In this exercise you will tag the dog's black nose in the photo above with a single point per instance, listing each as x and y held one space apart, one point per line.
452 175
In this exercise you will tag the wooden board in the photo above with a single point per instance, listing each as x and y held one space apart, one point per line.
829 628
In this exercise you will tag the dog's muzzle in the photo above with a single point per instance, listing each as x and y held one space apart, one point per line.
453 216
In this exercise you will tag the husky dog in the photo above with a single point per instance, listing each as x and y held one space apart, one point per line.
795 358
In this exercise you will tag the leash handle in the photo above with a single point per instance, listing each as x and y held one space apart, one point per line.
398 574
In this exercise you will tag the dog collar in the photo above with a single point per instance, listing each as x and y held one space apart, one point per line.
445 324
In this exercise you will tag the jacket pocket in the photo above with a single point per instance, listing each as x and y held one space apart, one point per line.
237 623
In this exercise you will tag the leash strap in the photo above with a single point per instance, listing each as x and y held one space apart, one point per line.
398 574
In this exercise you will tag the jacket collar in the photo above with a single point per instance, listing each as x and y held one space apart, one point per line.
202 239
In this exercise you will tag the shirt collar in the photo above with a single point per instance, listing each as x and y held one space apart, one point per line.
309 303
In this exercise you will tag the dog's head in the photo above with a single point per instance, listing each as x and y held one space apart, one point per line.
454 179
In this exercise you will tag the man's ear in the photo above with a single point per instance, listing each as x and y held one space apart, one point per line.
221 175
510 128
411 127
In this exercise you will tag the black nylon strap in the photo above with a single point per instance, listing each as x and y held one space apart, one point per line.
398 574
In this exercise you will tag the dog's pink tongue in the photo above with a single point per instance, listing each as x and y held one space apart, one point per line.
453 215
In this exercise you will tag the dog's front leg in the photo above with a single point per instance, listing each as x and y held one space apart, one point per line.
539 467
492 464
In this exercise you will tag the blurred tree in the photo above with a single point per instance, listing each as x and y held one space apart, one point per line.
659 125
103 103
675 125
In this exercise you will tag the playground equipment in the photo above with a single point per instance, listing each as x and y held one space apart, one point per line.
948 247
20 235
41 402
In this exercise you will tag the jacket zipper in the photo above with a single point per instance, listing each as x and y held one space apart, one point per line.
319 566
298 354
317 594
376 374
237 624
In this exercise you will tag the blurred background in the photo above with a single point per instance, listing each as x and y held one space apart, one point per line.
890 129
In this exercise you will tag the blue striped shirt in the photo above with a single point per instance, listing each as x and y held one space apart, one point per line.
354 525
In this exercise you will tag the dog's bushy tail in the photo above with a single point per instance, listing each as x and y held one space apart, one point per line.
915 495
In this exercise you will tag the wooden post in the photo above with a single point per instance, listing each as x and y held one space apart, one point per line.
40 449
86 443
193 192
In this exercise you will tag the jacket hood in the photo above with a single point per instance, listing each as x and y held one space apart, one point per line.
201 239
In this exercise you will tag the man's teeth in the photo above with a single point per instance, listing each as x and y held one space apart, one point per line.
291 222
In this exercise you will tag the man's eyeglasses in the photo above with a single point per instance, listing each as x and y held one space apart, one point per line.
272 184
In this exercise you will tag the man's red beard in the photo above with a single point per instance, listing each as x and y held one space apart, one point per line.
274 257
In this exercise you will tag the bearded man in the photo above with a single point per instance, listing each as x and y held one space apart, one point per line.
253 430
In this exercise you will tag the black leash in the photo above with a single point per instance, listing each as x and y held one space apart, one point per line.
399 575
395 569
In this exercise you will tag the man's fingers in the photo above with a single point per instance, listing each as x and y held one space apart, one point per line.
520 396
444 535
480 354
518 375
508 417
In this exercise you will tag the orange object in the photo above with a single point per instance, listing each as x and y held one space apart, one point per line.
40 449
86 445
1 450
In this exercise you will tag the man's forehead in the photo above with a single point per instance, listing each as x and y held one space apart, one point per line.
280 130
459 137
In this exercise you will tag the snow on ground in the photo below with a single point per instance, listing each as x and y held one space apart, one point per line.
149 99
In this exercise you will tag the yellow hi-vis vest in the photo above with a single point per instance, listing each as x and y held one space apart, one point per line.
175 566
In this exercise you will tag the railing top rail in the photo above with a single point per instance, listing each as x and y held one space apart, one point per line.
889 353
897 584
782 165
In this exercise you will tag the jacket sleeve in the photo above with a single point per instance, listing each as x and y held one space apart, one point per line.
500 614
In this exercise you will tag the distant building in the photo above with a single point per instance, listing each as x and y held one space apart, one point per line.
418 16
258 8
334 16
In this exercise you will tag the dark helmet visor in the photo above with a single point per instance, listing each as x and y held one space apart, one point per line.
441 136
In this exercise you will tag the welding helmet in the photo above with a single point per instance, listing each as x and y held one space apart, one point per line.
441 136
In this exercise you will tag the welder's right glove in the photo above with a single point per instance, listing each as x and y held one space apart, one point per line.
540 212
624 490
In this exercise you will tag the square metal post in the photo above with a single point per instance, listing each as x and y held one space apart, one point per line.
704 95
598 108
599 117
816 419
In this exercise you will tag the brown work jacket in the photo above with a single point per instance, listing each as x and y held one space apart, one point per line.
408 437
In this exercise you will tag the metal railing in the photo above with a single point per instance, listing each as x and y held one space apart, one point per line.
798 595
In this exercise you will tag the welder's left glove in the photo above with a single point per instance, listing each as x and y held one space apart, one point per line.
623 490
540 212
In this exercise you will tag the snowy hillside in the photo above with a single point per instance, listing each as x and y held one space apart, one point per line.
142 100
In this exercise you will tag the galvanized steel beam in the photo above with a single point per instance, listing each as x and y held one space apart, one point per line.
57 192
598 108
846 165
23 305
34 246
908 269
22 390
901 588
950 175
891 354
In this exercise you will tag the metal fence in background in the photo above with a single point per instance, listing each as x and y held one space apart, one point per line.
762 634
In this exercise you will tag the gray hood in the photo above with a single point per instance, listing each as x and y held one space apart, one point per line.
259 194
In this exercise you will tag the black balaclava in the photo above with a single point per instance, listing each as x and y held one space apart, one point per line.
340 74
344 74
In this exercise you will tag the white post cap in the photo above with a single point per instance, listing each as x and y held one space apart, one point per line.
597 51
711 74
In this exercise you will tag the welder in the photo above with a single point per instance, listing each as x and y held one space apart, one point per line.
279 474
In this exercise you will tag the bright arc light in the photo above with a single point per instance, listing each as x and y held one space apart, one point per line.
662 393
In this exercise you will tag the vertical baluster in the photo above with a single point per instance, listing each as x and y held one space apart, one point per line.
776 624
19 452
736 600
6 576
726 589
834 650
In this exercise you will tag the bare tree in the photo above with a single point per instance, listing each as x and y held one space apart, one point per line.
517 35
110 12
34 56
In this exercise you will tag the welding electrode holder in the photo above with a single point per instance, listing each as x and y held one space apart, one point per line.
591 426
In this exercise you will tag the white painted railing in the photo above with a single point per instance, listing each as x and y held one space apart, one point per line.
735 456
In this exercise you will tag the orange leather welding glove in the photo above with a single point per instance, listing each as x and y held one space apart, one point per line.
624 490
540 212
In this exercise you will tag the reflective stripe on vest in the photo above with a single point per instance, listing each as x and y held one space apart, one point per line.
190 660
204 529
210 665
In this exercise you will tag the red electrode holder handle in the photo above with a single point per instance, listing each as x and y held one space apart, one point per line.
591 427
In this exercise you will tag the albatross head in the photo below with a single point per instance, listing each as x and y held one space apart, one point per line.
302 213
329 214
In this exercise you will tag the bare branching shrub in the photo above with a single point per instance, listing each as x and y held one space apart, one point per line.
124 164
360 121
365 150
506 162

◆ The request ◆
Starting at the line that contains "In this exercise you will tag the reflective" and ending at the last line of the data, give those lines as a JSON list of strings, one string per line, with blank lines left out.

◆ Exercise solution ◆
[
  "In this exercise you will tag the reflective stripe on vest in the photo above with a single point per instance, listing each as x and y held one space apart, one point per line.",
  "190 660",
  "204 529",
  "210 665",
  "In this exercise you will tag the red electrode holder handle in the photo above with a single point per instance, listing each as x and y held one space apart, one point per line.",
  "591 427",
  "In this exercise you will tag the albatross head in the photo below with a single point per instance, listing each as x and y held one space apart, one point per line.",
  "302 213",
  "329 214",
  "In this exercise you will tag the bare branching shrub in the photo above with a single point per instance, listing each as x and y held one space apart, one point per line.",
  "124 164",
  "360 121",
  "365 150",
  "506 162"
]